Exercise
In the records below, find the line that contains "tower. Do not add anything beyond the points." and repeat it, along with each line after it, exactly as written.

Stored items from a collection:
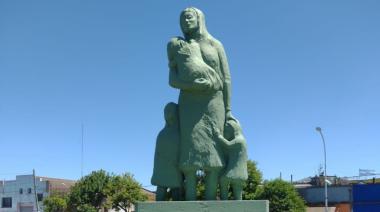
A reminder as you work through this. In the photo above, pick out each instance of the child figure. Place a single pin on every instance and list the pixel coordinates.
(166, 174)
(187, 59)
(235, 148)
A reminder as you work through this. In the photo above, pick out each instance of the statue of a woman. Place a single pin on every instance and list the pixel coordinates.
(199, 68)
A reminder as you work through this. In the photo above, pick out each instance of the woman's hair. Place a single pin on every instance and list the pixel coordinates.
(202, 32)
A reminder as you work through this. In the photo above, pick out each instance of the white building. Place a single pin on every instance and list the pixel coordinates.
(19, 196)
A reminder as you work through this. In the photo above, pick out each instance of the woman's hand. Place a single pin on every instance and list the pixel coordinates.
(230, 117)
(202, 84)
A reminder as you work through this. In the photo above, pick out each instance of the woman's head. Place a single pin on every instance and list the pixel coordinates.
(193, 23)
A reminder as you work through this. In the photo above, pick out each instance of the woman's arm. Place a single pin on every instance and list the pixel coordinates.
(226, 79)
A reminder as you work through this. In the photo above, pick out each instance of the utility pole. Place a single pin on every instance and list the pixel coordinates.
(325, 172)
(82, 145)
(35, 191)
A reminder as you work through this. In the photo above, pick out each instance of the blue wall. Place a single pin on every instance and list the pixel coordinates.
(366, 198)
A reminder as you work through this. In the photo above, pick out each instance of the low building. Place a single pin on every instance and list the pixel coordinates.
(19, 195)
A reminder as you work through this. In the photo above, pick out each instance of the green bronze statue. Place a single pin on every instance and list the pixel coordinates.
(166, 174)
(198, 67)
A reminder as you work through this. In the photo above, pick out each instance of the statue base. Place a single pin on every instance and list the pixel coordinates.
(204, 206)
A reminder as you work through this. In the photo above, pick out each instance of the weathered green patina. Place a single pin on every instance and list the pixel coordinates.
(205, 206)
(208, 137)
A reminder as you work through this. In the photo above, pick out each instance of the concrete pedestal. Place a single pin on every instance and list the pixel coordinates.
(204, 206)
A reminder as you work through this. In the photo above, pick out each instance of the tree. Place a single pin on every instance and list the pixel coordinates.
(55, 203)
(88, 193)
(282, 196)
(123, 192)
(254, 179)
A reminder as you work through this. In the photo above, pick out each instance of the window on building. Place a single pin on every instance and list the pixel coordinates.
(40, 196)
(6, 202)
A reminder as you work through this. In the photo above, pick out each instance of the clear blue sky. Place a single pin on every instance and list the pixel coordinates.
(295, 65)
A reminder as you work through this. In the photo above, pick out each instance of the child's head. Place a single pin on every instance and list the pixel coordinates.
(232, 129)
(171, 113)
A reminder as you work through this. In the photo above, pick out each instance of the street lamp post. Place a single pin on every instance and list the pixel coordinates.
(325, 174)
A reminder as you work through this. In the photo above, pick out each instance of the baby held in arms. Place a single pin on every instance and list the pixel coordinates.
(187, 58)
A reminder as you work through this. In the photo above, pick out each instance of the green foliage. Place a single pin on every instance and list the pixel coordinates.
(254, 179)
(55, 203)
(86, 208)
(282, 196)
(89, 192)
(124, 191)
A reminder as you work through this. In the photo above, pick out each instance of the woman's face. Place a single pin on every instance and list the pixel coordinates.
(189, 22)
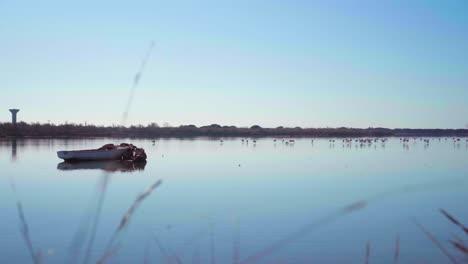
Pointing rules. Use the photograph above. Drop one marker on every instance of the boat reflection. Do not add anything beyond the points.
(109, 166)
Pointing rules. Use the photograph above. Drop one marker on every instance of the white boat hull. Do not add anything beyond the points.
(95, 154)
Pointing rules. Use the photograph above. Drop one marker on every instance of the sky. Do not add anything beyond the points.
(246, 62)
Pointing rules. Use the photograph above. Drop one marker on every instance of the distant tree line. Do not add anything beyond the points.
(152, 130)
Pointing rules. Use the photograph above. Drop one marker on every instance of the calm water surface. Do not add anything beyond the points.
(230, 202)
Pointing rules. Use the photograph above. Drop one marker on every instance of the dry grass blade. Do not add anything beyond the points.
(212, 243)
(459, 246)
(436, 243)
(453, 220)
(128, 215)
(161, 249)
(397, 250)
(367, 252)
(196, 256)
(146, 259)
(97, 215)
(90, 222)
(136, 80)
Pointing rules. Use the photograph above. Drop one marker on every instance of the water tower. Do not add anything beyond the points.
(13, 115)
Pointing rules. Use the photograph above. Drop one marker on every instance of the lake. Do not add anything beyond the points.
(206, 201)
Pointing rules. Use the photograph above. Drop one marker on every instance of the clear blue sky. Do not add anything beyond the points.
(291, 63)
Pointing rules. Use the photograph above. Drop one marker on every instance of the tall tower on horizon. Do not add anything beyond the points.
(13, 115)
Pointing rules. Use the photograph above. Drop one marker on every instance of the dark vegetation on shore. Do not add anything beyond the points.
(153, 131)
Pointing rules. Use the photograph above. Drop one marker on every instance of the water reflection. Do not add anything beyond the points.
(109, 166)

Result of the exercise
Pointing rules. Use the photograph above. Drop one marker on every instance of the water tower. Do not add anything beyond the points.
(13, 115)
Pointing rules. Use the photograph above. Drop one marker on every instance of the lake. Do not add anything beyond the points.
(206, 201)
Pointing rules. Use the photograph above. Drop one marker on every instance of the clear blue sky. Do not add anything beyond the points.
(291, 63)
Pointing rules. Use the photograph above. Drop one marker on every instance of the tall tower on horizon. Do not add anything beyond the points.
(13, 115)
Pointing rules. Use the photograph above. Drop one marker on every instance of the dark vegetation on shore. Do not add anything beyond the points.
(153, 131)
Pointing rules. Use the photograph above. Drop one marker on every instance of the water reflection. Do not add anything beyond the points.
(109, 166)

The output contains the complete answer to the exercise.